21. Januar 1994 - 0174
Hanna Wolf Süssmuths "nationaler Wettbewerb" zur Frauenförderung eine
Bankrotterklärung der Bundesregierung
Zur Forderung von Bundestagspräsidentin Rita Süssmuth nach einem
Ideenwettbewerb für mehr Frauenbeteiligung erklärt die frauenpolitische
Sprecherin der SPD-Bundestagsfraktion, Hanna Wolf:
Die Arbeitsgruppe Frauen und Jugend der SPD-Bundestagsfraktion schickt
Frau Süssmuth nochmals gern alle SPD-Gesetzentwürfe zu, falls es ihr
entgangen ist, welche Vorschläge bereits verabschiedungsreif auf dem Tisch
liegen. Es gibt keinen Mangel an Ideen, sondern an Taten! Frau Süssmuth
ist nicht nur Bundestagspräsidentin, sondern auch Vorsitzende der
Frauenunion, die bekanntlich ein Teil der CDU/CSU ist. Diese Parteien sind
seit 1982 an der Regierung, und diese Regierung ist verantwortlich für die
Verschleppung, Behinderung und Verhinderung von Fortschritten für Frauen.
Über unverbindliche Ratschläge hinaus hat die Regierung kein Konzept.
Frau Süssmuth fragt sich, wie der Frauenanteil in den Parlamenten
erhöht werden kann. Sie braucht im Bundestag nur nach der linken Seite des
Hauses zu sehen. Die SPD-Abgeordneten aus Bayern z. B. werden nach der
Wahl sogar zur Hälfte Frauen sein. Im Bayerischen Landtag werden die
Hälfte der SPD- Abgeordneten Frauen sein, wenn die Wählerinnen und Wähler
die vorgeschlagene Liste nicht verändern. Im Münchner Stadtrat besteht die
Hälfte der SPD-Fraktion aus Frauen. - Wie? Durch die Quote! Aber die Quote
hat die CDU/CSU ja abgelehnt.
Frau Süssmuth weiß, daß die Nichtwählerinnen sich für Politik nicht
(mehr) interessieren, weil sie gemerkt haben, daß sie nichts verändern
können. Dieser Eindruck ist völlig richtig, wenn die Frauen sehen, was die
Bundesregierung für Frauen getan oder nicht getan hat:
-Die Regierungsmehrheit hat zunächst einen 218-Kompromiß
hinausgeschoben und sich bis zur Schmerzgrenze Zugeständnisse abhandeln
lassen und hat dann das Gesetz vor dem Bundesverfassungsgericht zum
Scheitern gebracht. Seit 120 Jahren kämpfen sich Frauen und die SPD schon
an diesem Paragraphen kaputt.

> Kurzaufgabe 1:
Überführe den Abschnitt der Auflistung von der Zeile mit "Trace the outline of every instance of the hand" bis zum Ende der Auflistung in eine Markdown-Tabelle mit den Spalten „Nr“ und „Zeile“. Lass dabei Leerzeilen weg.
> Kurzaufgabe 2:
Führe den Text über Süssmuths Ideenwettbewerb zur Frauenförderung im Anschluss an seinen letzten Satz fort.

> Angezeigte Daten:

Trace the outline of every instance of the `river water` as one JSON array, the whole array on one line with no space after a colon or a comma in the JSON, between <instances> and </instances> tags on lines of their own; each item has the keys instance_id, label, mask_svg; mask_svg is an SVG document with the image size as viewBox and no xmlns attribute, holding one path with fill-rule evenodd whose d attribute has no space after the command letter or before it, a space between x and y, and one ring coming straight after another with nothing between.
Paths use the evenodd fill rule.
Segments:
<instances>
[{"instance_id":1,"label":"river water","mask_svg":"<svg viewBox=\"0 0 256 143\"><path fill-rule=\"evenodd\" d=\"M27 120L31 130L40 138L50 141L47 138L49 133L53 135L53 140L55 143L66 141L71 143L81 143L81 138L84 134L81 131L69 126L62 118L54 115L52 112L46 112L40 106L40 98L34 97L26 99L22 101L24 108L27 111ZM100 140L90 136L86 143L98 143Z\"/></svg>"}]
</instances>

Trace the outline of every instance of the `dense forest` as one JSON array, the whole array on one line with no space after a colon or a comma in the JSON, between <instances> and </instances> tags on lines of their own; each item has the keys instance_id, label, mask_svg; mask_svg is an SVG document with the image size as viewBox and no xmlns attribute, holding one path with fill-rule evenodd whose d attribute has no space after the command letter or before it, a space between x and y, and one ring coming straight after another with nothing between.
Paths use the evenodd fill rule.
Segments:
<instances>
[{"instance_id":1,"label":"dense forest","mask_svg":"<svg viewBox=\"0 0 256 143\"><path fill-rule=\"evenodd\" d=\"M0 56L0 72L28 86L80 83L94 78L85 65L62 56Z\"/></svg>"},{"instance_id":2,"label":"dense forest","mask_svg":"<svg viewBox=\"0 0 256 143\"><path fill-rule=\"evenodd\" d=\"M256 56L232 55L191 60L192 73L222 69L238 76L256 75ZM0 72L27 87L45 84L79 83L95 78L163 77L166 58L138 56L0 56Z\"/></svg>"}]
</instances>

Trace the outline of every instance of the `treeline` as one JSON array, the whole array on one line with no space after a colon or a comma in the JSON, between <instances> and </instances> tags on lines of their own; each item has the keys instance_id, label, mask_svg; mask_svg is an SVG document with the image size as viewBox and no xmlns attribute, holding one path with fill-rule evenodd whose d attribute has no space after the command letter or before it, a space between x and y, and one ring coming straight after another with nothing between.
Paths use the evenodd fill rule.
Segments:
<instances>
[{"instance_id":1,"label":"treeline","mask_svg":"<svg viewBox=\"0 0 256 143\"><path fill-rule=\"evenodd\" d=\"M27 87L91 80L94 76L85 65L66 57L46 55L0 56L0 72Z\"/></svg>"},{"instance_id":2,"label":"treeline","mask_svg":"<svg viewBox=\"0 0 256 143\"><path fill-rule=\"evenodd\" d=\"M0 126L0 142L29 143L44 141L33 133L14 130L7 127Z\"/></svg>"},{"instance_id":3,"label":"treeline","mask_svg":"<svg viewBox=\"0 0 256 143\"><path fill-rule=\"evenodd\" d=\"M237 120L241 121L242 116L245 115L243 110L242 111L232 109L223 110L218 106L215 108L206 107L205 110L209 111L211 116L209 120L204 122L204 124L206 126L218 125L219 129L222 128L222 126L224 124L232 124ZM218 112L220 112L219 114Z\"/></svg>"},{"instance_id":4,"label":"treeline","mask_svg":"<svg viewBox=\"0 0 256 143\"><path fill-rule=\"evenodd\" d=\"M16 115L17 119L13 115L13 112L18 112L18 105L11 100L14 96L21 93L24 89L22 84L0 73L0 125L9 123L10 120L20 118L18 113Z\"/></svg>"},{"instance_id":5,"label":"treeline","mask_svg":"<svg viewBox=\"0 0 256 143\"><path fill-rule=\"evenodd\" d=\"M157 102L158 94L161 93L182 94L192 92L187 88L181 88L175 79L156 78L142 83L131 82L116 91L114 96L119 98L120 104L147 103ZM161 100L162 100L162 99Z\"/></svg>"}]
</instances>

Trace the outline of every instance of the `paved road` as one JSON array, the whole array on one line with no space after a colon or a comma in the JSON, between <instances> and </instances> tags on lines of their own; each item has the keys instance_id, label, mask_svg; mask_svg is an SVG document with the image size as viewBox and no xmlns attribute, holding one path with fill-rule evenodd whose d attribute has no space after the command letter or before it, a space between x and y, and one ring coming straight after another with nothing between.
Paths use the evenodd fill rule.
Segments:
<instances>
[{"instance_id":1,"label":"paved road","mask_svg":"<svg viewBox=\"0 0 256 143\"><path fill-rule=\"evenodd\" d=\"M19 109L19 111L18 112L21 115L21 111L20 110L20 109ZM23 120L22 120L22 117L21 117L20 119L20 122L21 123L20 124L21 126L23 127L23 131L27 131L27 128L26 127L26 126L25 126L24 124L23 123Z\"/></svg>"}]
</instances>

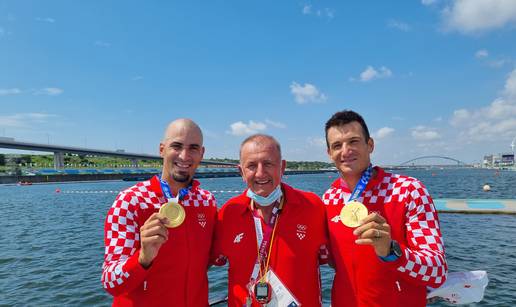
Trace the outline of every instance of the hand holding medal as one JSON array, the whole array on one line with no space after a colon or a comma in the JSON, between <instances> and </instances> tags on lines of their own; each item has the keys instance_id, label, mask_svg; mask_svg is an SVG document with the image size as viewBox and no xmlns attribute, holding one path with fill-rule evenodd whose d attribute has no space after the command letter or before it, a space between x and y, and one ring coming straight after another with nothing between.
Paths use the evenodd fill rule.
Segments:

> Endgültige Antwort 1:
| Nr | Zeile |
|---|---|
| 1 | Trace the outline of every instance of the hand holding medal as one JSON array, the whole array on one line with no space after a colon or a comma in the JSON, between <instances> and </instances> tags on lines of their own; each item has the keys instance_id, label, mask_svg; mask_svg is an SVG document with the image size as viewBox and no xmlns attribute, holding one path with fill-rule evenodd whose d attribute has no space after the command letter or before it, a space between x and y, and one ring coming straight after another with nothing between. |
| 2 | Paths use the evenodd fill rule. |
| 3 | Segments: |

> Endgültige Antwort 2:
-Der Rechtsanspruch auf einen Kindergartenplatz wird immer wieder zur
Disposition gestellt, die Möglichkeit einer qualifizierten
Ganztagsbetreuung von Kindern und Jugendlichen ist immer noch die
Ausnahme.
-Der Entwurf eines "Gleichberechtigungsgesetzes" der Bundesregierung
ist so schlecht, daß er im Gegensatz zum Gleichstellungsgesetz der SPD bei
der jüngsten parlamentarischen Anhörung selbst bei den meisten von der
Regierung benannten Expertinnen und Experten durchgefallen ist.
-Beim Ringen um eine reformierte Verfassung war die Regierungsmehrheit
nicht zu bewegen, dem Gleichberechtigungsartikel in Form einer
Kompensationsklausel Zähne zu verleihen oder die Privilegierung der
Trauscheinehe zugunsten von Zusammenleben Erwachsener mit Kindern
aufzuheben.
-Nach der Regierung ist Vergewaltigung immer noch kein Straftatbestand,
wenn sie in der Ehe stattfindet.
-Die Bundesregierung hat kein Konzept zur Förderung der
existenzsichernden Frauenerwerbsarbeit. Der größte Teil der Frauen hat
kein oder nur ein nicht-existenzsicherndes Einkommen. Ihr Anteil an der
Erwerbslosigkeit ist z. B. im Osten doppelt so hoch wie der der Männer.
-Alleinerziehende Frauen sind die typischen Armen. Von einer
steuerlichen "Entlastung" haben sie nichts.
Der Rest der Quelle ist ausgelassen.